▶ Extrait du document
Le président étasunien Donald Trump a lancé la campagne d’expulsions massives qu’il avait promise le jour même de son investiture. Dans les premiers jours de son second mandat, les services de l’immigration et des douanes ont arrêté plus de 5 000 personnes. Grâce à une importante publicité et à une couverture médiatique, des raids ont été menés dans plusieurs villes du pays, notamment à New York, Chicago, Los Angeles, Philadelphia, Phoenix, San Diego, Denver, Atlanta, Austin, Seattle, Houston, San Antonio, Tallahassee, Miami et Newark. La chaîne d’informations CNN a rapporté que les agents de l’immigration avaient reçu l’ordre d’être « prêts avec la caméra », tandis que Phil McGraw – le psychologue sans diplôme et animateur de télévision plus connu sous le nom de « Dr Phil » – accompagnait les agents du service de l’immigration lors d’un raid à Chicago. Parallèlement, la nouvelle secrétaire de la sécurité intérieure de l’administration Trump, Kristi Noem, était présente lors d’une descente qui a été menée à bien à New York et diffusée en direct sur le réseau social X.
Au milieu de tout cela, le président Trump a promulgué sa première loi, la loi HR 29 ou Laken Riley Act, en l’honneur de de l’étudiante infirmière de 22 ans qui a été assassinée en 2024 dans l’État de Géorgie par un immigrant sans papiers qui a ensuite été arrêté et condamné à la prison à perpétuité. La loi permet au ministère de la sécurité intérieure d’arrêter des étrangers sans citoyenneté américaine qui ont été accusés – pas condamnés, mais simplement accusés – de délits de vol non violents, tels que le vol à l’étalage ou d’autres types de vols.

▶ Consigne donnée A
D'après le passage sur les expulsions, combien de personnes les services de l'immigration et des douanes ont-ils arrêtées dans les premiers jours du second mandat ?
Le passage et la liste sont indépendants l'un de l'autre.

▶ Données fournies
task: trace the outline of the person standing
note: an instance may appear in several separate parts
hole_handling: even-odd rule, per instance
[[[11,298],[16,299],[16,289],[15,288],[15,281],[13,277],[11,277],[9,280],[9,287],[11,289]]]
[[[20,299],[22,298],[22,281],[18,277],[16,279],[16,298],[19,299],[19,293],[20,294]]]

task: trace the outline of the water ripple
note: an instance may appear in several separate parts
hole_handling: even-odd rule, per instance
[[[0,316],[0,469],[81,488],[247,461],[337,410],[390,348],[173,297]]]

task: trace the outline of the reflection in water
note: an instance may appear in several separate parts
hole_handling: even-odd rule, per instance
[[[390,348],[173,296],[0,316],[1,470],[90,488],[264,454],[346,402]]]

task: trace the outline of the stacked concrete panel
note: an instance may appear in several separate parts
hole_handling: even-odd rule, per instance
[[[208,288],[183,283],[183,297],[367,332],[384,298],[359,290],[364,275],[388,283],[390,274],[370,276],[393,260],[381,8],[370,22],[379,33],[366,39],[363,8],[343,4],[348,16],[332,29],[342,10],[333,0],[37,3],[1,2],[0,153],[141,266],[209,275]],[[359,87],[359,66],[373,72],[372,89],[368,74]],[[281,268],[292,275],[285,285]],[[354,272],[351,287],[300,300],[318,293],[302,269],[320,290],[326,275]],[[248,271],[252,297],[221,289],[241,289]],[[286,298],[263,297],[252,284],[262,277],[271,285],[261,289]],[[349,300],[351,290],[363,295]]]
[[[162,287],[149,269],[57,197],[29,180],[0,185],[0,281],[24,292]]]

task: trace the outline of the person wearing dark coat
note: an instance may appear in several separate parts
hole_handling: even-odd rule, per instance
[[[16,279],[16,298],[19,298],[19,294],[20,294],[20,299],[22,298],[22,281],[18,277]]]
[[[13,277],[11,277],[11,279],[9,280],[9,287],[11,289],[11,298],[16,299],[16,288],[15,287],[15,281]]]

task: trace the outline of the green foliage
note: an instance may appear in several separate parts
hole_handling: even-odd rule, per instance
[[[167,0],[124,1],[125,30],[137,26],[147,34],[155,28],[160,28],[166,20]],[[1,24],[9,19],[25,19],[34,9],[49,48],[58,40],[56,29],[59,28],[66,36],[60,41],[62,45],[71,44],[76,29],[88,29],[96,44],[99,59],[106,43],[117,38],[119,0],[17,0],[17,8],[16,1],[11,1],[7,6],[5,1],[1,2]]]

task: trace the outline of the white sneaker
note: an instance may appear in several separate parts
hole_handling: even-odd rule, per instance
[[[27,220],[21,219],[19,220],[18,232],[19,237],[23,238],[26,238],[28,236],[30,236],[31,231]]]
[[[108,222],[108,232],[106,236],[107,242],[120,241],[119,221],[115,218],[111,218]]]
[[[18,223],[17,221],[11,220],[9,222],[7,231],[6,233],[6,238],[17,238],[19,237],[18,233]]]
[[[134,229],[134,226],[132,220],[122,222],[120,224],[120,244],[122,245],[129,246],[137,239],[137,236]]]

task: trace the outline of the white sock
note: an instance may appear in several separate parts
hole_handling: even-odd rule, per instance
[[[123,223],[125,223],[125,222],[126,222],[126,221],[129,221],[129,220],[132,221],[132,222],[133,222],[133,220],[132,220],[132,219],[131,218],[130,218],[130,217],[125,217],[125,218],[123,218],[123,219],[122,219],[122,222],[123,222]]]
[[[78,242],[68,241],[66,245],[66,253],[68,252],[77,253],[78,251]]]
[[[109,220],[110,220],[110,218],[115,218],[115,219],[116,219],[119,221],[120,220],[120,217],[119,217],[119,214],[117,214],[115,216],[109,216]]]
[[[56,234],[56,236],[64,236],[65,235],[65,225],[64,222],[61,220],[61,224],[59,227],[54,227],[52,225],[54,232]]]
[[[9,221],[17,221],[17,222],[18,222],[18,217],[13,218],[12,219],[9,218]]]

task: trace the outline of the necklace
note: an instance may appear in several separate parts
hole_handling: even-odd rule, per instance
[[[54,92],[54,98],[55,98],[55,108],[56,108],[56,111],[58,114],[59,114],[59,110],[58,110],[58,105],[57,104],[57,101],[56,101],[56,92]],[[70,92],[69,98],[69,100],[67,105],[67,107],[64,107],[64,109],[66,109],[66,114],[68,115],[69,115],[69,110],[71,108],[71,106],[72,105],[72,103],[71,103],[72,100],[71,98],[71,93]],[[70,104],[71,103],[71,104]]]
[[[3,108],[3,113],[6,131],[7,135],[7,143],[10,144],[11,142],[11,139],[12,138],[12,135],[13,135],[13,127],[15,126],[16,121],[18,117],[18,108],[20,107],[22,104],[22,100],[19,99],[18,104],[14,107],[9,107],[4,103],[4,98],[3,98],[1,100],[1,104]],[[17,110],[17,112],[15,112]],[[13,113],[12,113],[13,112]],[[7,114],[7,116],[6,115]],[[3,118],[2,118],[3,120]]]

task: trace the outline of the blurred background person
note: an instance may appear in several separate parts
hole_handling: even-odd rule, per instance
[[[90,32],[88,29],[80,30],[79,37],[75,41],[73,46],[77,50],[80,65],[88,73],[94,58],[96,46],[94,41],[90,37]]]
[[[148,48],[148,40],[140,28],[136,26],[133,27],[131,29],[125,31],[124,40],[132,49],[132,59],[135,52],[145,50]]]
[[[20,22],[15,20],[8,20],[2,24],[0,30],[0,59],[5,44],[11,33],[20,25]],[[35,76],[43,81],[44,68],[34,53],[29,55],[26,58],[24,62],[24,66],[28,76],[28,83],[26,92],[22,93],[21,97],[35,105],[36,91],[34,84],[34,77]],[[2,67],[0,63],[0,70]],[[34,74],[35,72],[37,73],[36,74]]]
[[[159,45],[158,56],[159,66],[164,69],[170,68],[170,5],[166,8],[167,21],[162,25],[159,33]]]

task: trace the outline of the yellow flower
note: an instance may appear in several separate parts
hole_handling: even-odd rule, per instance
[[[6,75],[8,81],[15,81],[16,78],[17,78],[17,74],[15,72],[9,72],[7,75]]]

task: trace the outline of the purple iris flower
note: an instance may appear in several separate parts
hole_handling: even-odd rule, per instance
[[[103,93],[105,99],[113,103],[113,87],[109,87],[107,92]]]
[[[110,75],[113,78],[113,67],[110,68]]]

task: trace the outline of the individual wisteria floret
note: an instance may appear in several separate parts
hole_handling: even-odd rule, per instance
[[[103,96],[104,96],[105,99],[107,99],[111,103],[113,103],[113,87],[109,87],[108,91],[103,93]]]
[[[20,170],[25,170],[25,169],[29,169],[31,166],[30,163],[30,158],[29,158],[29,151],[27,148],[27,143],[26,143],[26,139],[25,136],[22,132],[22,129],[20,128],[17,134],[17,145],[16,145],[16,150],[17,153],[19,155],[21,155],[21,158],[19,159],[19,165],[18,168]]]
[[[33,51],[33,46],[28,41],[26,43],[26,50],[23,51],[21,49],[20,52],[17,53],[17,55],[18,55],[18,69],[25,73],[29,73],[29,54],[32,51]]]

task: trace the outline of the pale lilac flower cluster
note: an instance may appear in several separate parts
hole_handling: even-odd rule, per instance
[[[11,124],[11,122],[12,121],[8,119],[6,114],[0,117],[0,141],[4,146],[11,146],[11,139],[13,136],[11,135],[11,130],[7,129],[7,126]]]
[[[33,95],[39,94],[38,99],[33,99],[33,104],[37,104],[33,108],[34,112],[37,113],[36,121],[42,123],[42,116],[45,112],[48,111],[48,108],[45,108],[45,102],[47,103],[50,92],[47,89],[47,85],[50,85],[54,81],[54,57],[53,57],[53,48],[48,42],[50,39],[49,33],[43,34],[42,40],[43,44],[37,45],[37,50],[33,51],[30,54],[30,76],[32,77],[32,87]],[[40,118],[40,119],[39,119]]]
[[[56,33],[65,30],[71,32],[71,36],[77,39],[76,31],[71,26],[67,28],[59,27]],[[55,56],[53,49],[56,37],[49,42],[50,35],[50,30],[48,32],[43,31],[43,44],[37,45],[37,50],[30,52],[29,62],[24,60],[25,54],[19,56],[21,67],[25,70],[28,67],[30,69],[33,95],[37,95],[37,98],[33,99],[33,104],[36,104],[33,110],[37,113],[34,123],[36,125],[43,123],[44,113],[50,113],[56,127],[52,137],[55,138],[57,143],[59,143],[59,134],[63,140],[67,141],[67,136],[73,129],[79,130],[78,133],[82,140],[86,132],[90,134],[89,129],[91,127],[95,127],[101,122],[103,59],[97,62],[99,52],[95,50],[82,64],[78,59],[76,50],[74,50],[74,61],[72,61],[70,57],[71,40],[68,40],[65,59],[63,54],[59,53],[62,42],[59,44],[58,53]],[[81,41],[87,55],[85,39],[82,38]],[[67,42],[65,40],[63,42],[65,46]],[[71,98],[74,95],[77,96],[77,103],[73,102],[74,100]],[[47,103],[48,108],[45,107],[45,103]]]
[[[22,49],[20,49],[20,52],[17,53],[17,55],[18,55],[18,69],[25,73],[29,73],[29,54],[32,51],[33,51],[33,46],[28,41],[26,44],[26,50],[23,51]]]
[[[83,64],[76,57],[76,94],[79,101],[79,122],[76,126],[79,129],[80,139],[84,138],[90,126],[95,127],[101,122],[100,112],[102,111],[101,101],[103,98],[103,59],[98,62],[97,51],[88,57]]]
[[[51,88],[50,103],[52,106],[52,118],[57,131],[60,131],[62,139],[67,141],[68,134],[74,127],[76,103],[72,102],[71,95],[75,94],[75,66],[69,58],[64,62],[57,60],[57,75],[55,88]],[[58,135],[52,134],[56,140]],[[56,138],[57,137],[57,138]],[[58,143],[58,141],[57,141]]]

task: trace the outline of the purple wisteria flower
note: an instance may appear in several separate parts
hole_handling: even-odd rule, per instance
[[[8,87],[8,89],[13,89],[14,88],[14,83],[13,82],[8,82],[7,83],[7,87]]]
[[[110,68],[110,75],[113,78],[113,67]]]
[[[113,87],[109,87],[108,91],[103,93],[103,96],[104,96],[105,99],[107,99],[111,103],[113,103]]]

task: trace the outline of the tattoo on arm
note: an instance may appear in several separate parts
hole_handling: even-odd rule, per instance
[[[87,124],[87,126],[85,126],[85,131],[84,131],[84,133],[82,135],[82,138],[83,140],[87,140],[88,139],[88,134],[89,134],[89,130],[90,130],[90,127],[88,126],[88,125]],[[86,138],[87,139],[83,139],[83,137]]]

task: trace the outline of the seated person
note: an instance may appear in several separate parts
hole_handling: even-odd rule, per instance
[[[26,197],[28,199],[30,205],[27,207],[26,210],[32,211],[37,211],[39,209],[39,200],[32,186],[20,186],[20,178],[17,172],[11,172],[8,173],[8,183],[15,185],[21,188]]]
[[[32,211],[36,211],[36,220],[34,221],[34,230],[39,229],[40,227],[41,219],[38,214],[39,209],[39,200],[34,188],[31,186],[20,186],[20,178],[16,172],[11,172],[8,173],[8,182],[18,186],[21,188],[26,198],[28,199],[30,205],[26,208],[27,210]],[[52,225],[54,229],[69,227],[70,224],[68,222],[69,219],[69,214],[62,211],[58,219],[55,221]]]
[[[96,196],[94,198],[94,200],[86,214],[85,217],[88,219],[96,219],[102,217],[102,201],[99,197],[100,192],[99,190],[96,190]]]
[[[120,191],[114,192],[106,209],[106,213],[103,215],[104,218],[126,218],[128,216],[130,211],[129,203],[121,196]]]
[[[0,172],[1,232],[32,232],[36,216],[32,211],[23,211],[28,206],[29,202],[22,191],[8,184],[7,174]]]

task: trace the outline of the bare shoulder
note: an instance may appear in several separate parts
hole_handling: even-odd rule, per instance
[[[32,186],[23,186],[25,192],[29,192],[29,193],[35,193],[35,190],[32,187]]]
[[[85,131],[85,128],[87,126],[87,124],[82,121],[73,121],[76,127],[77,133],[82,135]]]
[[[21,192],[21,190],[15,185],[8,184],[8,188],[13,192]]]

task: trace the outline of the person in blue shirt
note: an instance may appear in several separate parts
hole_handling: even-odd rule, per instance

▶ Consigne donnée B
Renvoyez chaque ligne de la liste qui contient le mot « flower ».

▶ Réponse rédigée A
Plus de 5 000 personnes.

▶ Réponse rédigée B
task: trace the outline of the yellow flower
task: trace the outline of the purple iris flower
task: trace the outline of the pale lilac flower cluster
task: trace the outline of the purple wisteria flower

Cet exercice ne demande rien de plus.